* **Written problem a**:
Output the passage of the LA Unified budget article between "Board member Steve" and "reductions from Sacramento.", inclusive.

* **Text block**:
Facing its first budget increase in years, LA Unified board members set to debate how to spend it

A meeting of the Los Angeles Unified School District Board of Education. The board is scheduled to vote on a new budget on Tuesday
A meeting of the Los Angeles Unified School District Board of Education. The board is scheduled to vote on a new budget on Tuesday David McNew/Getty Images

Los Angeles Unified School District’s board of education is set to vote Tuesday on next fiscal year’s budget. For the first time in years, members will not be faced with figuring out where to make drastic cuts.

The budget proposed by Superintendent John Deasy for the 2013-14 school year has $266 million more than last year’s budget - due in part to an improving economy and last year’s voter-approved state tax increase for schools.

The state is requiring the district to spend some of that extra money to help students in poverty, in foster care, or whose first language isn't English.

But the district can decide how to spend other funds  -- and that may create some tension among board members at Tuesday’s board meeting. Board member Monica Garcia wants to continue the district’s focus on low performing schools.

“I think it is a call to now do more than just survive and move on smaller projects,” she said. She also wants to see employee raises. Zimmer wants to rehire teachers to reduce class sizes.

Similar debates are raging in smaller districts, too, said Alex Cherniss of the LA County Office of Education.

“Many school districts are going to look to apply their new funds to reducing class size, to negotiating with their unions,” he said.

It’s a good problem to have, Cherniss said.

Board member Steve Zimmer said budget votes the previous five years have been painful. He’s had to OK employee layoffs, unpaid days off for workers and cuts to the school calendar to make up for hundreds of millions of dollars in reductions from Sacramento.

“I don’t know how much folks realize how close we were to losing public education as we know it,” he said. 

There will still be some small trims in a few programs, board members said. But overall it will be good news.

Governor Jerry Brown is calling for increases to funding for students in poverty and English learners for the next eight years.

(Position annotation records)
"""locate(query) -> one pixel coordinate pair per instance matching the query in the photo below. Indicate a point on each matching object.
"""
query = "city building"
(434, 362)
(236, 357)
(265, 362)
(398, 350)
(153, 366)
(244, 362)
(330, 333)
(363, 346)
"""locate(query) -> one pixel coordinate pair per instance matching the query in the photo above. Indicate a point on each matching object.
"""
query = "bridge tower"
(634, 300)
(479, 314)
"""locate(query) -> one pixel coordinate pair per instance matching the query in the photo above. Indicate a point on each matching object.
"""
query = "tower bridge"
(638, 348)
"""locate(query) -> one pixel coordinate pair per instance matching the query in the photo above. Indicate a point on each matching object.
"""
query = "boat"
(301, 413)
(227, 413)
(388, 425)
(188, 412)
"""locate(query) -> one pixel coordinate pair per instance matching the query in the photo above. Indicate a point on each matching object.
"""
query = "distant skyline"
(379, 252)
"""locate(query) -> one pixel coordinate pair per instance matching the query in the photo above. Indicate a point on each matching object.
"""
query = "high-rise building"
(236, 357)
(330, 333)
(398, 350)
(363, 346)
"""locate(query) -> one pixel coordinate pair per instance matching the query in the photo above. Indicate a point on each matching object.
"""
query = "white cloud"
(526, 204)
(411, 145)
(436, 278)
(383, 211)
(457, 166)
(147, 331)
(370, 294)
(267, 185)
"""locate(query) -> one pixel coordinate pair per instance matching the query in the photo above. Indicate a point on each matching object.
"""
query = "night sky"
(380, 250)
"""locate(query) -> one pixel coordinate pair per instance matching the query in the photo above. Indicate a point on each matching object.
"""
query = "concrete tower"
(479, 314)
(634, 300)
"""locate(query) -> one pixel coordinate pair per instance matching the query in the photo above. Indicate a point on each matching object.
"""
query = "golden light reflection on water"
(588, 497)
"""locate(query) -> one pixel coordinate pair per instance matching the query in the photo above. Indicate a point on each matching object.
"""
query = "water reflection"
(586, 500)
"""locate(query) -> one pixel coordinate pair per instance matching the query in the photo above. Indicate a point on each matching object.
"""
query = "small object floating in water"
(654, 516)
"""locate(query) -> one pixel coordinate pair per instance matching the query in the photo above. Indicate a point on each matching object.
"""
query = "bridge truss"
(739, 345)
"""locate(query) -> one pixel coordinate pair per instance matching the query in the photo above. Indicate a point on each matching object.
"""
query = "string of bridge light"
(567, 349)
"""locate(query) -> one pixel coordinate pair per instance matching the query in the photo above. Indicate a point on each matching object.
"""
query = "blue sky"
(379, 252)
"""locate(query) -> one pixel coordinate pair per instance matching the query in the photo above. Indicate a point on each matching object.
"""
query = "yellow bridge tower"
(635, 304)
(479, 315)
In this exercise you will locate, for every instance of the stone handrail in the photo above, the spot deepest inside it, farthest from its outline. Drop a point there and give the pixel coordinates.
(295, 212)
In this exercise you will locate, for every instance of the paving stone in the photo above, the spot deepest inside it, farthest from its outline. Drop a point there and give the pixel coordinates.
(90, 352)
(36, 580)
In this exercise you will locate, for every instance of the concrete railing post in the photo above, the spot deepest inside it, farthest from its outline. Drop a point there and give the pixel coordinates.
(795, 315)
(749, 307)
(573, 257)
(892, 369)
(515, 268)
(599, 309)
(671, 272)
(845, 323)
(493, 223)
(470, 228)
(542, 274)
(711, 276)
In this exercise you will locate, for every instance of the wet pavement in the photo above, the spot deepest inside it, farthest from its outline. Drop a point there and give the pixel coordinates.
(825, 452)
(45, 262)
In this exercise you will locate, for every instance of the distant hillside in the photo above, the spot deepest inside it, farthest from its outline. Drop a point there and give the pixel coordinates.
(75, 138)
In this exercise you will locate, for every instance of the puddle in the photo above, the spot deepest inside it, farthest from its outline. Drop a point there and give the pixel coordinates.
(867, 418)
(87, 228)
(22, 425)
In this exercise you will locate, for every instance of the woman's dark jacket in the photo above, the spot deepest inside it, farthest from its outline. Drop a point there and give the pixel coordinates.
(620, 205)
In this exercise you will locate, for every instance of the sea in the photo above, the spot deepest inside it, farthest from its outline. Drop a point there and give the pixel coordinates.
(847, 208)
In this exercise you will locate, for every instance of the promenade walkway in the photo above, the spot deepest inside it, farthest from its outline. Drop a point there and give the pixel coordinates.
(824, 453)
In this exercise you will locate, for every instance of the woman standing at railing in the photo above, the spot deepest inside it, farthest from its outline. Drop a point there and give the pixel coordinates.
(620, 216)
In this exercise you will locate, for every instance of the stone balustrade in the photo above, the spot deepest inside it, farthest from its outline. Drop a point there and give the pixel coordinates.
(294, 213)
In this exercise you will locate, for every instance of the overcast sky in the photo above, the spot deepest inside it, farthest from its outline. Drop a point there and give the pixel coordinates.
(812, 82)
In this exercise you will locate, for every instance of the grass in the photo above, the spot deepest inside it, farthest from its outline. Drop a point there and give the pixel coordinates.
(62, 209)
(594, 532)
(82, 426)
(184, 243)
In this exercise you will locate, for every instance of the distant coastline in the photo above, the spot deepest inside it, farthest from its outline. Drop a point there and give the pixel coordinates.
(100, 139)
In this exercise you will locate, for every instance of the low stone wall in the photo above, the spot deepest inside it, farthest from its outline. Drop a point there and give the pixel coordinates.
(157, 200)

* **Written problem b**:
Show every line of the listing that contains the word "stone".

* **Problem solution a**:
Board member Steve Zimmer said budget votes the previous five years have been painful. He’s had to OK employee layoffs, unpaid days off for workers and cuts to the school calendar to make up for hundreds of millions of dollars in reductions from Sacramento.

* **Problem solution b**:
In this exercise you will locate, for every instance of the stone handrail in the photo above, the spot deepest inside it, farthest from its outline. Drop a point there and give the pixel coordinates.
In this exercise you will locate, for every instance of the paving stone in the photo above, the spot deepest inside it, farthest from its outline. Drop a point there and give the pixel coordinates.
In this exercise you will locate, for every instance of the stone balustrade in the photo above, the spot deepest inside it, farthest from its outline. Drop a point there and give the pixel coordinates.
In this exercise you will locate, for every instance of the low stone wall in the photo above, the spot deepest inside it, farthest from its outline. Drop a point there and give the pixel coordinates.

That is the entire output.